### Given request
Lay out the lines from the one containing "find the soccer ball in the photo above" through the last line as a Markdown table with two columns, No. and Line, giving each line its own numbered row and skipping any blank lines.

[Point annotation dataset lines]
** Begin **

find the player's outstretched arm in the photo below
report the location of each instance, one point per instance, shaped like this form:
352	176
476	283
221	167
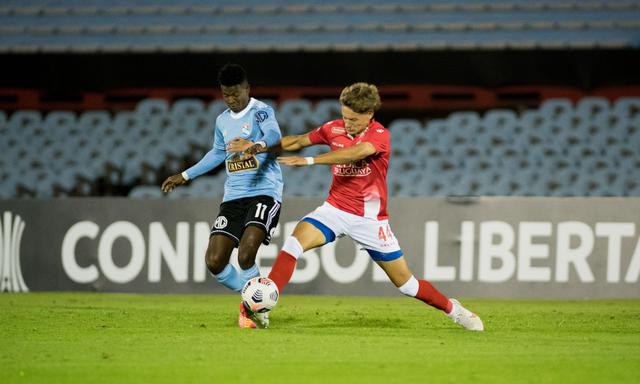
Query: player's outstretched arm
340	156
172	181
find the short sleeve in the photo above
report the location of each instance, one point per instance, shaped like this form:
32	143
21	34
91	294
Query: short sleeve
380	140
319	135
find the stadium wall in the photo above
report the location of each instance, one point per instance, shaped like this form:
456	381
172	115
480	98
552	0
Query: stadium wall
484	247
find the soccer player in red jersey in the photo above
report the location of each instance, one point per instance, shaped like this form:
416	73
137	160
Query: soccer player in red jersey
357	203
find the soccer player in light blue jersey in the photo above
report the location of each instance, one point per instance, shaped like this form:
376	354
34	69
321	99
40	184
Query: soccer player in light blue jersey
253	191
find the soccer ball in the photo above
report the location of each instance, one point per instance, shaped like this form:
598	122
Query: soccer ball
260	294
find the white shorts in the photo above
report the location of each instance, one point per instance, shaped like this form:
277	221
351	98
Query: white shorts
375	236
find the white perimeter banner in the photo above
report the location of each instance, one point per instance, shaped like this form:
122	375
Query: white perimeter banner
485	247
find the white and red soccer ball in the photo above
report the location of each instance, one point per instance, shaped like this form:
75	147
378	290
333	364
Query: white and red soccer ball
260	294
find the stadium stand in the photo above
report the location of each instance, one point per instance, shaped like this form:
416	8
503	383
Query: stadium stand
318	25
591	148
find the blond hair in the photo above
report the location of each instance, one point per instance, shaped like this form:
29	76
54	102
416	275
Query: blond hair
361	97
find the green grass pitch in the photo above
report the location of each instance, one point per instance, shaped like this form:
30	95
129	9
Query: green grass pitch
121	338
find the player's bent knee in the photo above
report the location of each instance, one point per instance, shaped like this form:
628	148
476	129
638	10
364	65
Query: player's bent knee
410	288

** End **

### Exercise output
| No. | Line |
|---|---|
| 1 | find the soccer ball in the photo above |
| 2 | report the location of each instance, one point per instance, shaped like this form: |
| 3 | 598	122 |
| 4 | Query: soccer ball |
| 5 | 260	294 |
| 6 | find the white shorts in the photo above |
| 7 | report the location of each instance, one point per instance, shaped like this form: |
| 8 | 277	221 |
| 9 | 351	98 |
| 10 | Query: white shorts |
| 11 | 375	236 |
| 12 | find the white perimeter banner in the photo above |
| 13 | report the location of each instance, one point per instance, shaped like this form: |
| 14 | 122	375 |
| 15 | Query: white perimeter banner |
| 16 | 485	247 |
| 17 | find the white and red soccer ball in the photo above |
| 18 | report the location of each instance, one point per instance, shaped like this form: |
| 19 | 75	147 |
| 20 | 378	290 |
| 21 | 333	364 |
| 22 | Query: white and red soccer ball |
| 23 | 260	294 |
| 24 | find the stadium stand in the photo above |
| 25 | report the location of each instance, one point per instance, shaped like this form: |
| 26 | 416	8 |
| 27 | 503	383 |
| 28 | Query: stadium stand |
| 29 | 318	25 |
| 30 | 591	148 |
| 31 | find the blond hair in the photo above |
| 32 | report the location of each instance, one point per instance, shaped like this form: |
| 33 | 29	76 |
| 34 | 54	102 |
| 35 | 416	275 |
| 36 | Query: blond hair |
| 37 | 361	97 |
| 38 | find the green grass pitch in the photo above |
| 39 | report the location of each instance, one point per instance, shaped like this form: |
| 40 | 30	95 |
| 41 | 129	9 |
| 42 | Query: green grass pitch |
| 43 | 121	338 |
| 44 | find the player's bent knee in the photo above |
| 45 | report the location of each instance, one point per instance, shaped like this form: |
| 46 | 628	148 |
| 47 | 476	129 |
| 48 | 638	10 |
| 49 | 364	65 |
| 50 | Query: player's bent knee |
| 51 | 410	288 |